▸ **Text segment**
============================================================
18/3/1944 to 23/5/1944
Squadron Leader A.H.E. King.

Arthur Herbert Edward King was born in 1899, his father in 1901 was a beer seller and by 1911, a mineral water manufacturer. His home was in Windsor. Arthur joined the Royal Flying Corps in 1917. He served on the Western Front, ending his time there with 10 Squadron. He received a gunshot wound to his hand on 4th September 1918, whilst flying an Armstrong Whitworth F.K.8. as observer. This was a ‘Blighty’ wound and he was in Southern Hospital in Plymouth on 9th September. Arthur was demobilised from what was now the Royal Air Force on 3rd January 1919.
============================================================
▸ **Problem set**
[A] Answer these questions about the biography of Arthur King, giving each answer on its own line with the matching mark:
(i) What was his father's trade by 1911?
(ii) In what aircraft, and in what role, was he flying when he was wounded?
(iii) On what date was he demobilised?
[B] List every military service or unit named in the biography of Arthur King.

[Stored items]
============================================================
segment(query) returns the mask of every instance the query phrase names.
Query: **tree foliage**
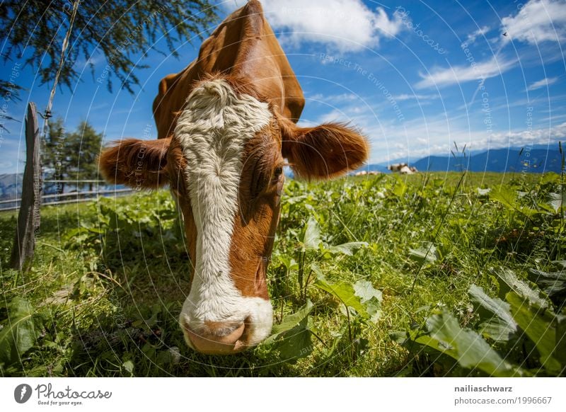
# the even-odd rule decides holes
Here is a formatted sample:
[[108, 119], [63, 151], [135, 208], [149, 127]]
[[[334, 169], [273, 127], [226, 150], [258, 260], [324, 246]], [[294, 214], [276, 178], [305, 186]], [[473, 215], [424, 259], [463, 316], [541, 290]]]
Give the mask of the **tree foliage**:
============================================================
▸ **Your written answers**
[A]
(i) A mineral water manufacturer.
(ii) An Armstrong Whitworth F.K.8, as observer.
(iii) 3rd January 1919.

[B]
Royal Flying Corps
10 Squadron
Royal Air Force